[Rows of box annotation data]
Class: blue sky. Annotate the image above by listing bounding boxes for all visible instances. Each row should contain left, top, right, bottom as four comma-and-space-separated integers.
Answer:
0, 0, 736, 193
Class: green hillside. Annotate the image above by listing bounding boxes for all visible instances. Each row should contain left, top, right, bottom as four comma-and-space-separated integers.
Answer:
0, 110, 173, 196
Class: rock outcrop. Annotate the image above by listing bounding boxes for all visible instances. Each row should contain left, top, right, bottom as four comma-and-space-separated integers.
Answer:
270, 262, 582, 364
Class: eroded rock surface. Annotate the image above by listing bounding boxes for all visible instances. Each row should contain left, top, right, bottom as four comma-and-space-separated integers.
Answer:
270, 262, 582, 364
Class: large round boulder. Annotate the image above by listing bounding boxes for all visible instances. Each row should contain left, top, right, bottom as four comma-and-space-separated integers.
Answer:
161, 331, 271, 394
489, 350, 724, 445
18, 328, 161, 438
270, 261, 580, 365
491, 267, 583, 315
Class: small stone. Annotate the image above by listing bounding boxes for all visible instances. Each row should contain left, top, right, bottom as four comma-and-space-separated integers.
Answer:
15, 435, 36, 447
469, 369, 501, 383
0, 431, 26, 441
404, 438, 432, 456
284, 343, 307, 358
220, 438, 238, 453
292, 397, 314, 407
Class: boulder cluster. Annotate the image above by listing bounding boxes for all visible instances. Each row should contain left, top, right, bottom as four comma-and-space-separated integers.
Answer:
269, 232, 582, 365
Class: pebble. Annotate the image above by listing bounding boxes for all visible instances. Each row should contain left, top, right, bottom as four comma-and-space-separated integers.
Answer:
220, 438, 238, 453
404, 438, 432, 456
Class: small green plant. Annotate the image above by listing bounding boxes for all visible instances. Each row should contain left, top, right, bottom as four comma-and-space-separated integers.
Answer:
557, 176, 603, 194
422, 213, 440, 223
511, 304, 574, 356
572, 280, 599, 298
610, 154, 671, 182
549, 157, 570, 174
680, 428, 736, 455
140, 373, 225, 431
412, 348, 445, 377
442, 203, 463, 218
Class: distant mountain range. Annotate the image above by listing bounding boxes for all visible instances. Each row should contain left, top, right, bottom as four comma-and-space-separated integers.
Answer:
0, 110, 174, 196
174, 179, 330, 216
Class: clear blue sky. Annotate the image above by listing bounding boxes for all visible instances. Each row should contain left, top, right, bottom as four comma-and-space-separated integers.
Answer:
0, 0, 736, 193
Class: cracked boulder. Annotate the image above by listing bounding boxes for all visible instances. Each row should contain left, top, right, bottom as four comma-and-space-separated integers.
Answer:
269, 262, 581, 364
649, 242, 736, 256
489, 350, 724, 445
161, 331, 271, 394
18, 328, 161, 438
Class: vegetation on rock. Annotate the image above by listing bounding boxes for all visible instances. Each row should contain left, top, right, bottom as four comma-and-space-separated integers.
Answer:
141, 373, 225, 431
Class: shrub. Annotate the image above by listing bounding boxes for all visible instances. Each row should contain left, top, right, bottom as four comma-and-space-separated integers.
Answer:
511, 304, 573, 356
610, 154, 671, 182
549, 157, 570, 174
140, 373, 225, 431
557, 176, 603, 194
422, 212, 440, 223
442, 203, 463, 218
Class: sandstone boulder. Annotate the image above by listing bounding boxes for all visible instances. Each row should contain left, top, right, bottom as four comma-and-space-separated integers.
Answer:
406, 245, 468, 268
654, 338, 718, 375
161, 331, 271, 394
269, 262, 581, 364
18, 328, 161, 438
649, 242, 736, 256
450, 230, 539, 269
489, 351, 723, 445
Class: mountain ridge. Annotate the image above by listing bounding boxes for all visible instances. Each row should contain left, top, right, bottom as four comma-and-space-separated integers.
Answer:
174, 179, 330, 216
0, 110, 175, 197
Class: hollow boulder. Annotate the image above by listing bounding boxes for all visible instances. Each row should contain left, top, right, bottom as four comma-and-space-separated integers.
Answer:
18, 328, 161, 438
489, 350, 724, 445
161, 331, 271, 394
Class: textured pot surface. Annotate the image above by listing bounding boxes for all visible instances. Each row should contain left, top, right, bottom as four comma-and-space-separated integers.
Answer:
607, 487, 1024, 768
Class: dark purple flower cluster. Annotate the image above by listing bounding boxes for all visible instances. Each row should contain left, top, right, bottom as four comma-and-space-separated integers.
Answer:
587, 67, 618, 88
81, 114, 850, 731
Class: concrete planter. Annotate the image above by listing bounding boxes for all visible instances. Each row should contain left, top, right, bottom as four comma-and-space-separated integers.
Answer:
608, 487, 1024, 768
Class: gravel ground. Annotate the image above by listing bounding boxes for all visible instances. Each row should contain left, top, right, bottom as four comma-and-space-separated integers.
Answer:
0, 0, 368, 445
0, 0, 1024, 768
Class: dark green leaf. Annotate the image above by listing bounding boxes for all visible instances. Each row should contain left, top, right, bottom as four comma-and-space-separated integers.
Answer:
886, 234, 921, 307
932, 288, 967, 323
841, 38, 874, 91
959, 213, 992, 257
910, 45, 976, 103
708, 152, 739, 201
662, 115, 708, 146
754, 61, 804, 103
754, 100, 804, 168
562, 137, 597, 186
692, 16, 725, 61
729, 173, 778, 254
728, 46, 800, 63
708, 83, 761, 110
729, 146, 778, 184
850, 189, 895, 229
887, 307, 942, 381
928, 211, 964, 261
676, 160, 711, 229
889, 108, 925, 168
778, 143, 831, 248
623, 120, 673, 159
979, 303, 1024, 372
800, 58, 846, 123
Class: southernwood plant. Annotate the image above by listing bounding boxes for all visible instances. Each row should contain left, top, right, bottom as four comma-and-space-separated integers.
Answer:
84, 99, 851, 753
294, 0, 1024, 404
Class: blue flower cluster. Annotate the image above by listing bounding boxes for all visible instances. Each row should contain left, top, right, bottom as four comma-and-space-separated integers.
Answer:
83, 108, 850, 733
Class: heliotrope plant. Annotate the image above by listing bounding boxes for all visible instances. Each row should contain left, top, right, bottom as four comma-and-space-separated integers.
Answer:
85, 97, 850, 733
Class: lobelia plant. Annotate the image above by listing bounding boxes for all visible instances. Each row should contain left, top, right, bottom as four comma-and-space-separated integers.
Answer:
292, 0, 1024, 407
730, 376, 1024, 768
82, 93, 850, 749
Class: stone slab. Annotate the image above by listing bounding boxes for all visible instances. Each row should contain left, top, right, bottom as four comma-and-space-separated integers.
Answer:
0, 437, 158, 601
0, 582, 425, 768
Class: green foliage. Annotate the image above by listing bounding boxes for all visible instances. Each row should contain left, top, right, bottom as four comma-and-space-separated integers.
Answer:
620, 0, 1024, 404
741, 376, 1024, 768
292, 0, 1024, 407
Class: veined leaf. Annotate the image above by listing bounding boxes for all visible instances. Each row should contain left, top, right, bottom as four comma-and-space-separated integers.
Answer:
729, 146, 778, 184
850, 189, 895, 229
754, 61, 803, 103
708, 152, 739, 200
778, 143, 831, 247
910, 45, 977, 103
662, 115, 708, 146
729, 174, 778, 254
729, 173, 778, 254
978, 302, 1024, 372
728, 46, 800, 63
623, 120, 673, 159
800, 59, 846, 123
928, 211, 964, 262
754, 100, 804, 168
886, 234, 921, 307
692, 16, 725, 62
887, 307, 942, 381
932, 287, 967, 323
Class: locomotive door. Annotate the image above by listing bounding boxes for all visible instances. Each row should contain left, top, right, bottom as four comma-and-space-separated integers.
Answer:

THE EXERCISE: Can you reproduce every line from the one containing "Class: eroded rock" down to the one containing "491, 267, 583, 315", both ends included, shifting each bounding-box coordinate in the answers by -124 and leaving all other text unchanged?

TASK ANSWER:
Class: eroded rock surface. Annotate the image above by listing bounding boxes for all visible instances. Each row should contain left, top, right, bottom as four comma-and-space-separated integers.
Answer:
146, 138, 458, 240
Class: large round boulder. Annotate the image above by listing bounding boxes for all visible instances. Each row should contain left, top, right, bottom as four comma-and-space-separated integers.
Answer:
37, 207, 147, 270
365, 226, 600, 321
-106, 204, 37, 314
146, 137, 456, 241
367, 143, 459, 191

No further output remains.